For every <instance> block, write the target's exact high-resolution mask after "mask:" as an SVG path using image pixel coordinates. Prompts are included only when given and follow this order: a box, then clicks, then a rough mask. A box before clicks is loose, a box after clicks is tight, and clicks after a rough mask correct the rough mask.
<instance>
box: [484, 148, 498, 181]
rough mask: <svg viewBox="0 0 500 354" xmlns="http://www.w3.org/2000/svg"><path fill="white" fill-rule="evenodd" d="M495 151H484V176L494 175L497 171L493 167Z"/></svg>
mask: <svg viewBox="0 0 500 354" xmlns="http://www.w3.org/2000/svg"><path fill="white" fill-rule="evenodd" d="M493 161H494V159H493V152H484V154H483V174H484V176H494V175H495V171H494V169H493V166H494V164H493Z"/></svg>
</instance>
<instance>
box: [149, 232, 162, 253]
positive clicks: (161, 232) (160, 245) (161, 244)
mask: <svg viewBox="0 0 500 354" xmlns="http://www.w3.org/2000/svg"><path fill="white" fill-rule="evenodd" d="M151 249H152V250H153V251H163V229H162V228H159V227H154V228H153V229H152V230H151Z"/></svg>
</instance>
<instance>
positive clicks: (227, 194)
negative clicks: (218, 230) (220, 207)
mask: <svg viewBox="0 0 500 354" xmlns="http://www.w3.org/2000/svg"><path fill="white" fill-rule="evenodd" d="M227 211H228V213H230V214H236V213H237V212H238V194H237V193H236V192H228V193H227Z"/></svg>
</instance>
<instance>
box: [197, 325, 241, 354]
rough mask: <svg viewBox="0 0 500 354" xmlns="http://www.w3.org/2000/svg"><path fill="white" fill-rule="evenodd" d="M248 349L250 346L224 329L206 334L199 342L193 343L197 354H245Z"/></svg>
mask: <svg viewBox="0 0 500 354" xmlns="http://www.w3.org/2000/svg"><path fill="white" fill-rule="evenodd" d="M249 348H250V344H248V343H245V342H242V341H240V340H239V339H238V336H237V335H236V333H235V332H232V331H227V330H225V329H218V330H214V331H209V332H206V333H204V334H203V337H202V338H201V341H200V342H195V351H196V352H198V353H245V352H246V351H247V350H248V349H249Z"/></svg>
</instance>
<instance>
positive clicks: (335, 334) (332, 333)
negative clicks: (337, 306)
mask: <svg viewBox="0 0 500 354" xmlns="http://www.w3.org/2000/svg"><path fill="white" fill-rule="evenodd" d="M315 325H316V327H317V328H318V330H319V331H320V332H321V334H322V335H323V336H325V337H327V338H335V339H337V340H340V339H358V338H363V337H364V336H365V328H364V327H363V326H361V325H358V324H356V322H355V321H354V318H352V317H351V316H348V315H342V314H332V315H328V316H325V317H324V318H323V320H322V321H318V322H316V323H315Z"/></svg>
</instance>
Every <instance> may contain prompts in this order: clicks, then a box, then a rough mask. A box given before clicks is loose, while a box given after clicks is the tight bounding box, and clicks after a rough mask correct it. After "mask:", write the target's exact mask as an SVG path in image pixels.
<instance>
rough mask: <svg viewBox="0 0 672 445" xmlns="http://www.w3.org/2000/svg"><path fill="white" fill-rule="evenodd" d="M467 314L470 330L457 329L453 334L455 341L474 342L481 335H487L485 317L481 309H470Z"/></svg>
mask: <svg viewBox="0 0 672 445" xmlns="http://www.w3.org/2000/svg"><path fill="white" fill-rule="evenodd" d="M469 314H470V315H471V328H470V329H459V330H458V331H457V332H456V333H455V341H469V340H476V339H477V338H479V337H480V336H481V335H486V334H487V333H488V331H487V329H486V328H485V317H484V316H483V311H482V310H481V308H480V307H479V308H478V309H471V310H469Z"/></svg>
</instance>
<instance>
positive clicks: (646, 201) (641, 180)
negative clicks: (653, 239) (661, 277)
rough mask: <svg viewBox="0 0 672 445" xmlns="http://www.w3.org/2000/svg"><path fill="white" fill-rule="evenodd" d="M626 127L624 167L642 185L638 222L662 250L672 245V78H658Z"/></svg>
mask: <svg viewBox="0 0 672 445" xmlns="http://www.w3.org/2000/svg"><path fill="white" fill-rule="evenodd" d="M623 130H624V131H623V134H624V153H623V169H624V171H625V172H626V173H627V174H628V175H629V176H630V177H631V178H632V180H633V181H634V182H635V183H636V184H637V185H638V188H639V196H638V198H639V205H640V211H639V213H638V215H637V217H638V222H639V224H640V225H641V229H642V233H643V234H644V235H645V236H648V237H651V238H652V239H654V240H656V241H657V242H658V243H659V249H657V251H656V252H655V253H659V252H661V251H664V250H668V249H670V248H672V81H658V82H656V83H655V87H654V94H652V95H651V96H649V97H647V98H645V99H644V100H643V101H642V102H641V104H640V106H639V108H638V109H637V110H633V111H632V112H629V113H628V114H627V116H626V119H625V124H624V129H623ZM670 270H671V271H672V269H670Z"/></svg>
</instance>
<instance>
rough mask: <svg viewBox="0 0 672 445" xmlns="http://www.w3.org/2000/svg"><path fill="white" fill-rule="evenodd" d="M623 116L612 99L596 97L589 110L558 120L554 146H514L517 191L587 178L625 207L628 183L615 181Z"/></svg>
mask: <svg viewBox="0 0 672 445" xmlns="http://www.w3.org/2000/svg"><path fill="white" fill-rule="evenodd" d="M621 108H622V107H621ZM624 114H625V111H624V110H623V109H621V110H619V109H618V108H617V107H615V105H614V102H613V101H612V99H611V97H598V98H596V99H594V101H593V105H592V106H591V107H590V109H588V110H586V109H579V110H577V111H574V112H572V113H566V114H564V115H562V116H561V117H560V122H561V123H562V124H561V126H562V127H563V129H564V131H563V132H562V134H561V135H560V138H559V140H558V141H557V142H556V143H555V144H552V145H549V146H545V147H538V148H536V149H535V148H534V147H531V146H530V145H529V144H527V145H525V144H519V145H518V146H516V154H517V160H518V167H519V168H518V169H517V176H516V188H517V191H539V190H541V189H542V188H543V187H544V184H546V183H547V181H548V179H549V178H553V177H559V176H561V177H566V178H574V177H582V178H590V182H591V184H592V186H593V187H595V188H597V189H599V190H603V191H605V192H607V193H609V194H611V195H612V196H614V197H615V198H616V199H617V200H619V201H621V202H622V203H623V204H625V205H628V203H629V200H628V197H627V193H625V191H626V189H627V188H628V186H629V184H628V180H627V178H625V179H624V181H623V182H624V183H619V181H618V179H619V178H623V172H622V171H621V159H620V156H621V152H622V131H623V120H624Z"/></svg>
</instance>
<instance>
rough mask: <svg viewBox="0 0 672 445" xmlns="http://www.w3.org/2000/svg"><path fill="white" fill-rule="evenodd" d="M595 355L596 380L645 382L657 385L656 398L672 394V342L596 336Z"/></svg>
-*-*-
In full and word for word, output the material.

__Result of the task__.
For every <instance> block, write the target's exact high-resolution mask after "mask:" as an SVG path using image pixel coordinates. Prompts are included only when given and follow this order: a box, then clicks, then a rough mask. A box before clicks is loose, a box after clicks is tight, and clicks after a rough mask correct the rough mask.
<instance>
box: [484, 148, 498, 181]
rough mask: <svg viewBox="0 0 500 354" xmlns="http://www.w3.org/2000/svg"><path fill="white" fill-rule="evenodd" d="M495 151H484V176L494 175L497 171L493 167Z"/></svg>
mask: <svg viewBox="0 0 500 354" xmlns="http://www.w3.org/2000/svg"><path fill="white" fill-rule="evenodd" d="M493 161H494V159H493V152H484V154H483V174H484V176H494V175H495V171H494V169H493V166H494V164H493Z"/></svg>
</instance>
<instance>
box: [149, 232, 162, 253]
positive clicks: (161, 232) (160, 245) (161, 244)
mask: <svg viewBox="0 0 500 354" xmlns="http://www.w3.org/2000/svg"><path fill="white" fill-rule="evenodd" d="M151 249H152V250H153V251H163V229H162V228H159V227H154V228H153V229H152V230H151Z"/></svg>
</instance>
<instance>
positive clicks: (227, 194)
negative clicks: (218, 230) (220, 207)
mask: <svg viewBox="0 0 500 354" xmlns="http://www.w3.org/2000/svg"><path fill="white" fill-rule="evenodd" d="M227 211H228V213H230V214H236V213H237V212H238V194H237V193H236V192H228V193H227Z"/></svg>
</instance>
<instance>
box: [197, 325, 241, 354]
rough mask: <svg viewBox="0 0 500 354" xmlns="http://www.w3.org/2000/svg"><path fill="white" fill-rule="evenodd" d="M248 349L250 346L224 329L206 334L199 342L193 343L197 354H245Z"/></svg>
mask: <svg viewBox="0 0 500 354" xmlns="http://www.w3.org/2000/svg"><path fill="white" fill-rule="evenodd" d="M249 348H250V344H248V343H245V342H242V341H240V340H239V339H238V336H237V335H236V333H235V332H232V331H227V330H225V329H218V330H214V331H209V332H206V333H204V334H203V337H202V338H201V341H200V342H195V351H196V352H198V353H245V352H246V351H247V350H248V349H249Z"/></svg>
</instance>
<instance>
positive clicks: (335, 334) (332, 333)
negative clicks: (337, 306)
mask: <svg viewBox="0 0 500 354" xmlns="http://www.w3.org/2000/svg"><path fill="white" fill-rule="evenodd" d="M315 325H316V327H317V328H318V330H319V331H320V332H321V334H322V335H323V336H325V337H327V338H335V339H337V340H340V339H358V338H363V337H364V336H365V328H364V327H363V326H361V325H358V324H356V322H355V321H354V318H352V317H351V316H348V315H342V314H332V315H328V316H325V317H324V318H323V320H322V321H318V322H316V323H315Z"/></svg>
</instance>
Every <instance> may contain prompts in this order: clicks, then a box, then a rough mask. A box given before clicks is loose, while a box given after clicks is the tight bounding box, and clicks after a rough mask correct it. After "mask:", write the target's exact mask as an SVG path in image pixels.
<instance>
rough mask: <svg viewBox="0 0 672 445" xmlns="http://www.w3.org/2000/svg"><path fill="white" fill-rule="evenodd" d="M467 314L470 330L457 329L453 334L455 341L474 342L481 335H487L485 317L481 309H470Z"/></svg>
mask: <svg viewBox="0 0 672 445" xmlns="http://www.w3.org/2000/svg"><path fill="white" fill-rule="evenodd" d="M469 314H470V315H471V328H470V329H459V330H458V331H457V332H456V333H455V341H469V340H476V339H477V338H479V337H480V336H481V335H486V334H487V333H488V331H487V329H486V328H485V317H484V316H483V311H482V310H481V308H480V307H479V308H478V309H471V310H469Z"/></svg>
</instance>
<instance>
positive clicks: (646, 201) (641, 180)
negative clicks: (653, 239) (661, 277)
rough mask: <svg viewBox="0 0 672 445" xmlns="http://www.w3.org/2000/svg"><path fill="white" fill-rule="evenodd" d="M626 127L624 167L642 185L638 222L662 250L672 245V78H658Z"/></svg>
mask: <svg viewBox="0 0 672 445" xmlns="http://www.w3.org/2000/svg"><path fill="white" fill-rule="evenodd" d="M623 130H624V131H623V134H624V153H623V169H624V171H625V172H626V173H627V174H628V175H629V176H630V177H631V178H632V180H633V181H634V182H635V183H636V184H637V185H638V188H639V196H638V198H639V205H640V211H639V213H638V215H637V217H638V222H639V224H640V225H641V229H642V233H643V234H644V235H645V236H648V237H651V238H652V239H654V240H656V241H657V242H658V243H659V249H657V251H656V252H655V253H659V252H661V251H664V250H668V249H670V248H672V81H658V82H656V83H655V87H654V94H652V95H651V96H649V97H647V98H645V99H644V100H643V101H642V102H641V104H640V106H639V108H638V109H637V110H633V111H632V112H629V113H628V114H627V116H626V119H625V124H624V129H623ZM670 270H671V271H672V269H670Z"/></svg>
</instance>
<instance>
rough mask: <svg viewBox="0 0 672 445" xmlns="http://www.w3.org/2000/svg"><path fill="white" fill-rule="evenodd" d="M623 116L612 99L596 97L589 110L558 120L554 146H514L517 191L587 178L625 207L628 183L615 181Z"/></svg>
mask: <svg viewBox="0 0 672 445" xmlns="http://www.w3.org/2000/svg"><path fill="white" fill-rule="evenodd" d="M621 108H622V107H621ZM624 114H625V111H624V110H623V109H621V110H619V109H618V108H617V107H615V105H614V102H613V101H612V99H611V97H598V98H596V99H594V101H593V105H592V106H591V107H590V109H588V110H586V109H579V110H577V111H574V112H572V113H566V114H564V115H562V116H561V117H560V122H561V123H562V124H561V126H562V127H563V129H564V131H563V132H562V134H561V135H560V138H559V140H558V141H557V142H556V143H555V144H552V145H549V146H545V147H538V148H536V149H535V148H534V147H531V146H530V145H529V144H527V145H525V144H519V145H518V146H516V154H517V160H518V167H519V168H518V169H517V176H516V188H517V191H539V190H541V189H542V188H543V187H544V184H546V183H547V181H548V179H549V178H553V177H559V176H561V177H566V178H574V177H582V178H590V182H591V184H592V186H593V187H595V188H597V189H599V190H603V191H605V192H607V193H609V194H611V195H612V196H614V197H615V198H616V199H617V200H619V201H621V202H622V203H623V204H625V205H628V203H629V200H628V197H627V193H625V191H626V189H627V188H628V186H629V184H628V180H627V178H625V179H624V181H623V182H624V183H619V181H618V179H619V178H623V172H622V171H621V159H620V156H621V152H622V131H623V120H624Z"/></svg>
</instance>
<instance>
rough mask: <svg viewBox="0 0 672 445" xmlns="http://www.w3.org/2000/svg"><path fill="white" fill-rule="evenodd" d="M595 355L596 380L645 382L657 385L656 398L672 394V342L596 336Z"/></svg>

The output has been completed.